==== The records ====
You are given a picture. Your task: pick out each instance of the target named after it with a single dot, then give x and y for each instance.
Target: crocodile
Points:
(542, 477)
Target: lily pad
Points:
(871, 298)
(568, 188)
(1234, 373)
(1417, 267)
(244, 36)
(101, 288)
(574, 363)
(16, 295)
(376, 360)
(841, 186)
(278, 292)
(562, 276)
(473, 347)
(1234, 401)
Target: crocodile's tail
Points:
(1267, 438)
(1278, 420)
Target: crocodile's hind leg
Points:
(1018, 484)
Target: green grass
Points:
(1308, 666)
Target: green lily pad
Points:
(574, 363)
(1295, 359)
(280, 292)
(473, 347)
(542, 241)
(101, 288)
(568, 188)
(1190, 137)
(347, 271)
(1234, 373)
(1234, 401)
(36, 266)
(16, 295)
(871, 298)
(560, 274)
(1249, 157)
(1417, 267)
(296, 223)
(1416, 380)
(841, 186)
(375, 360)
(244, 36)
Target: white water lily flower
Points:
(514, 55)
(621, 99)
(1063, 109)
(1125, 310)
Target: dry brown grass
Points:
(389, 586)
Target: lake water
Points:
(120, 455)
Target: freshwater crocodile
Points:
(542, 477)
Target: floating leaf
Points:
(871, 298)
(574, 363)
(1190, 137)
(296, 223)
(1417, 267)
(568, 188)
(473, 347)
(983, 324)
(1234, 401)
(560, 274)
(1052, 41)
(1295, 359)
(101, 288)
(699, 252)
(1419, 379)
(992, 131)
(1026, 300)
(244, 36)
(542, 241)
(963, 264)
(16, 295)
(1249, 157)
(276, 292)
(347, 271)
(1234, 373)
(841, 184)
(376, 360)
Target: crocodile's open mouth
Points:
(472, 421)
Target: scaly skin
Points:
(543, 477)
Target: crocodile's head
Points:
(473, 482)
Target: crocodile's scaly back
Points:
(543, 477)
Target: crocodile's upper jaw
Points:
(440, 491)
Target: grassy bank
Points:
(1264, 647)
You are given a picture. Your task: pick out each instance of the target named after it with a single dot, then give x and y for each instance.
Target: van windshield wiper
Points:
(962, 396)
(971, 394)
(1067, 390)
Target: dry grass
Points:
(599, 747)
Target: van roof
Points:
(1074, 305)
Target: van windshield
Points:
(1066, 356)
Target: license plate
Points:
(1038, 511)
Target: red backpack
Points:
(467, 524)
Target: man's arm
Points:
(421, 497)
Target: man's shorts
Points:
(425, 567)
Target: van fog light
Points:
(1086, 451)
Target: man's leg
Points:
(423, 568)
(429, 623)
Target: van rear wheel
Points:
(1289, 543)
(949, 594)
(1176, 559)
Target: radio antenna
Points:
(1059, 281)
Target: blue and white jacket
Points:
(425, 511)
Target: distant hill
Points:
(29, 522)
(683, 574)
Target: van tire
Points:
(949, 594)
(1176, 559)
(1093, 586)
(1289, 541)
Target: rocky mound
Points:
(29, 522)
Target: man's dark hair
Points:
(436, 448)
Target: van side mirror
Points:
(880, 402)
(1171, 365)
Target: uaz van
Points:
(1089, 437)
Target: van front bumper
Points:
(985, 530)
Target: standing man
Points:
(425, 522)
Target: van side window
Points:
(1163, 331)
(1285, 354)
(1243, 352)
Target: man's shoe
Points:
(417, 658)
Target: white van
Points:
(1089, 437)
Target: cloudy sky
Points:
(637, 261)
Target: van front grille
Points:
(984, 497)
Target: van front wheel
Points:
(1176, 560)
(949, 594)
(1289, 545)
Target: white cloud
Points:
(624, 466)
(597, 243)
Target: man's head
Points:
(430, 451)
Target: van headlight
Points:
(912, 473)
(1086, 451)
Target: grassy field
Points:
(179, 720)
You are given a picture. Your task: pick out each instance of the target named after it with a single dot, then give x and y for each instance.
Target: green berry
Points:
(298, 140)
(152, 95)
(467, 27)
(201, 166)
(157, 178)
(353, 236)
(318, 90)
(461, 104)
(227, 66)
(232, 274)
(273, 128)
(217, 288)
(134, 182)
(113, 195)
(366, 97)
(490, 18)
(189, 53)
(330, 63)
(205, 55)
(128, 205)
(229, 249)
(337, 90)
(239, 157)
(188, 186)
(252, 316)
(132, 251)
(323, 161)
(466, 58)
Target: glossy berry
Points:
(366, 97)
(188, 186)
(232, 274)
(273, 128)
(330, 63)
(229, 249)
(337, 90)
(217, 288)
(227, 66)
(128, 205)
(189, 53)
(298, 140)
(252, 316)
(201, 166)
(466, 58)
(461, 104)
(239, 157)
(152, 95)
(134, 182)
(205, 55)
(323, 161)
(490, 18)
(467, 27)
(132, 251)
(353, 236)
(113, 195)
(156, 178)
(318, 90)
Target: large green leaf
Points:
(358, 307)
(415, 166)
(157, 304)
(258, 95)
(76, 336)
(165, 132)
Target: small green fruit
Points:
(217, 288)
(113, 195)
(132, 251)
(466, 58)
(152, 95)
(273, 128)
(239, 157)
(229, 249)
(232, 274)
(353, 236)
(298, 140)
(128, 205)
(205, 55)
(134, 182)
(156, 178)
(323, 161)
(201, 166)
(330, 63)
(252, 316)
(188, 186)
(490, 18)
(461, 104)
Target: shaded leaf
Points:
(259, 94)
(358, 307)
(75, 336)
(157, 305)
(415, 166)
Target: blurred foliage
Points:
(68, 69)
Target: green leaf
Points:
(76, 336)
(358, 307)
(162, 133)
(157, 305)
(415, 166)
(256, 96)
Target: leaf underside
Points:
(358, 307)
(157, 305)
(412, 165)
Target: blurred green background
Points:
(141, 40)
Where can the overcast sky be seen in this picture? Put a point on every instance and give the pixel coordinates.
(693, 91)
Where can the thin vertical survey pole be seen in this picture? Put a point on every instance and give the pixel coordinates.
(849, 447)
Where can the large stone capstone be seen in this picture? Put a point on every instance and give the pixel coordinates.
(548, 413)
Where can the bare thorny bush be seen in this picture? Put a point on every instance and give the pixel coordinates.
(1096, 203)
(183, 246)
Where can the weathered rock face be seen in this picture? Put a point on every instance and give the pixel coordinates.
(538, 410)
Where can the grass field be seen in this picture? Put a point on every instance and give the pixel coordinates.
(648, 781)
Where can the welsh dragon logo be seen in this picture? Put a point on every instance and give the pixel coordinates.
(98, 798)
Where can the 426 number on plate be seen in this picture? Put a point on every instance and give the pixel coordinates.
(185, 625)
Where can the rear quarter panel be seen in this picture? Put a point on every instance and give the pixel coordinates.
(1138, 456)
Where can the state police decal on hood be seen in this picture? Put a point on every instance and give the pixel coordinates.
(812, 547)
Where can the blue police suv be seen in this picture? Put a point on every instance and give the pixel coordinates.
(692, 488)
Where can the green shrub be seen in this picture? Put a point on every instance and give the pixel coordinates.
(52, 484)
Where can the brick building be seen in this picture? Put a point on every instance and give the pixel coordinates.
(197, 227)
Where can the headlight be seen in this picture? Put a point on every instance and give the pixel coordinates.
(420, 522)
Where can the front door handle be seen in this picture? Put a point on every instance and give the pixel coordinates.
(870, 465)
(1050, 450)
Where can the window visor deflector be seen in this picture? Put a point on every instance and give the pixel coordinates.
====
Reproduce all of the data above line for line, without any alteration.

You are given a picture. Your task: pick out each instance of the target named after it with a single dot, then give x and y for each instance.
Target: crocodile
Points:
(542, 477)
Target: lily pad
Points:
(871, 298)
(568, 188)
(1234, 373)
(1417, 267)
(244, 36)
(101, 288)
(574, 363)
(16, 295)
(376, 360)
(841, 186)
(278, 292)
(562, 276)
(473, 347)
(1234, 401)
Target: crocodile's tail
Points:
(1267, 438)
(1278, 420)
Target: crocodile's hind leg
Points:
(1018, 484)
Target: green grass
Points:
(1308, 666)
Target: green lily pad
Points:
(574, 363)
(1295, 359)
(280, 292)
(473, 347)
(542, 241)
(101, 288)
(568, 188)
(1190, 137)
(347, 271)
(1234, 373)
(1234, 401)
(36, 266)
(16, 295)
(871, 298)
(560, 274)
(1249, 157)
(1417, 267)
(296, 223)
(1416, 380)
(841, 186)
(375, 360)
(244, 36)
Target: white water lily flower
Points:
(514, 55)
(621, 99)
(1063, 109)
(1125, 310)
Target: dry brown grass
Points:
(389, 586)
Target: lake water
Points:
(120, 455)
Target: freshwater crocodile
Points:
(542, 477)
Target: floating leaf
Points:
(871, 298)
(574, 363)
(1190, 137)
(296, 223)
(1417, 267)
(568, 188)
(473, 347)
(983, 324)
(1234, 401)
(560, 274)
(1052, 41)
(1295, 359)
(101, 288)
(699, 252)
(1419, 379)
(992, 131)
(1026, 300)
(244, 36)
(542, 241)
(963, 264)
(16, 295)
(1249, 157)
(276, 292)
(347, 271)
(1234, 373)
(841, 184)
(376, 360)
Target: crocodile's open mouth
Points:
(472, 421)
Target: scaly skin
Points:
(543, 477)
Target: crocodile's head
Points:
(473, 482)
Target: crocodile's scaly back
Points:
(543, 477)
Target: crocodile's upper jaw
Points:
(440, 491)
Target: grassy bank
Points:
(1264, 647)
You are given a picture. Your task: pick out each instance of the target named after it with a single dot, then give x and y for each instance.
Target: van windshield wiper
Points:
(962, 396)
(971, 394)
(1067, 390)
Target: dry grass
Points:
(599, 747)
Target: van roof
Points:
(1074, 305)
Target: van windshield
Points:
(1066, 356)
Target: license plate
Points:
(1038, 511)
Target: red backpack
Points:
(467, 524)
Target: man's arm
Points:
(421, 497)
Target: man's shorts
Points:
(425, 567)
Target: van fog light
Points:
(1086, 451)
Target: man's leg
Points:
(423, 568)
(429, 623)
Target: van rear wheel
Points:
(1289, 543)
(949, 594)
(1176, 559)
Target: radio antenna
Points:
(1059, 281)
Target: blue and white jacket
Points:
(425, 511)
Target: distant hill
Points:
(29, 522)
(683, 574)
Target: van tire
Points:
(949, 594)
(1176, 559)
(1093, 586)
(1289, 541)
Target: rocky mound
Points:
(29, 522)
Target: man's dark hair
Points:
(436, 448)
Target: van side mirror
Points:
(880, 402)
(1171, 365)
Target: uaz van
Points:
(1089, 437)
Target: van front bumper
Points:
(985, 530)
Target: standing man
Points:
(425, 522)
Target: van side window
Points:
(1163, 331)
(1285, 354)
(1243, 352)
Target: man's shoe
Points:
(417, 658)
Target: white van
Points:
(1089, 437)
Target: cloudy sky
Points:
(637, 261)
Target: van front grille
Points:
(984, 497)
Target: van front wheel
Points:
(1176, 560)
(949, 594)
(1289, 545)
Target: white cloud
Points:
(624, 466)
(597, 243)
Target: man's head
Points:
(430, 451)
Target: van headlight
Points:
(912, 473)
(1086, 451)
Target: grassy field
Points:
(179, 720)
You are given a picture. Your task: pick out each instance of the target named after it with a single dot, then give x and y for each instance.
Target: green berry
Points:
(298, 140)
(152, 95)
(467, 27)
(201, 166)
(157, 178)
(353, 236)
(318, 90)
(461, 104)
(227, 66)
(232, 274)
(273, 128)
(217, 288)
(134, 182)
(113, 195)
(366, 97)
(490, 18)
(189, 53)
(330, 63)
(205, 55)
(128, 205)
(229, 249)
(337, 90)
(239, 157)
(188, 186)
(252, 316)
(132, 251)
(323, 161)
(466, 58)
Target: glossy berry
Points:
(366, 97)
(188, 186)
(232, 274)
(273, 128)
(330, 63)
(229, 249)
(337, 90)
(217, 288)
(227, 66)
(128, 205)
(189, 53)
(298, 140)
(252, 316)
(201, 166)
(466, 58)
(461, 104)
(239, 157)
(152, 95)
(134, 182)
(205, 55)
(323, 161)
(490, 18)
(467, 27)
(132, 251)
(353, 236)
(113, 195)
(156, 178)
(318, 90)
Target: large green leaf
Points:
(358, 307)
(415, 166)
(157, 304)
(258, 95)
(76, 336)
(165, 132)
Target: small green fruit
Points:
(217, 288)
(113, 195)
(132, 251)
(466, 58)
(152, 95)
(273, 128)
(239, 157)
(229, 249)
(232, 274)
(353, 236)
(298, 140)
(128, 205)
(205, 55)
(134, 182)
(156, 178)
(323, 161)
(201, 166)
(330, 63)
(252, 316)
(188, 186)
(490, 18)
(461, 104)
Target: shaded leaf
Points:
(259, 94)
(358, 307)
(75, 336)
(157, 305)
(415, 166)
Target: blurred foliage
Points:
(68, 69)
Target: green leaf
Points:
(76, 336)
(358, 307)
(162, 133)
(157, 305)
(415, 166)
(256, 96)
Target: leaf underside
Points:
(358, 307)
(157, 305)
(412, 165)
Target: blurred green background
Points:
(141, 40)
Where can the overcast sky be seen in this picture? Put a point on every instance and give the pixel coordinates.
(693, 91)
Where can the thin vertical survey pole be seen in this picture? Put a point on every instance and give the pixel coordinates.
(849, 447)
Where can the large stone capstone be seen in this picture? Put a point on every instance and give the pixel coordinates.
(548, 413)
Where can the bare thorny bush be seen in this picture? Put a point on every instance and give the pixel coordinates.
(1096, 203)
(183, 246)
Where can the weathered rock face be seen in this picture? Put a point on every instance and give the pixel coordinates.
(538, 410)
Where can the grass field be seen in this picture? Put a point on every instance and give the pixel coordinates.
(648, 781)
Where can the welsh dragon logo be seen in this picture? Put a point on every instance and give the pixel coordinates.
(98, 798)
Where can the 426 number on plate be seen in this picture? Put a point on every instance and give the pixel coordinates.
(185, 625)
Where can the rear quarter panel be seen in this picture? Put a point on every instance and give the pixel coordinates.
(1138, 456)
Where can the state police decal on hood be seen in this picture? Put a point on every instance and give the pixel coordinates.
(812, 547)
Where can the blue police suv be seen in this picture? Put a point on every instance and give the pixel coordinates.
(692, 488)
Where can the green shrub be seen in this picture? Put a point on every instance and give the pixel coordinates.
(52, 484)
Where can the brick building be seen in this picture? Put a point on every instance and give the pixel coordinates.
(197, 227)
Where can the headlight be seen in this picture? Put a point on every instance and give the pixel coordinates.
(420, 522)
Where can the front door handle be seen in this picture? Put a point on every instance and give the pixel coordinates.
(870, 465)
(1050, 450)
Where can the window visor deflector be seen in this picture? Put a point on every instance and give the pixel coordinates.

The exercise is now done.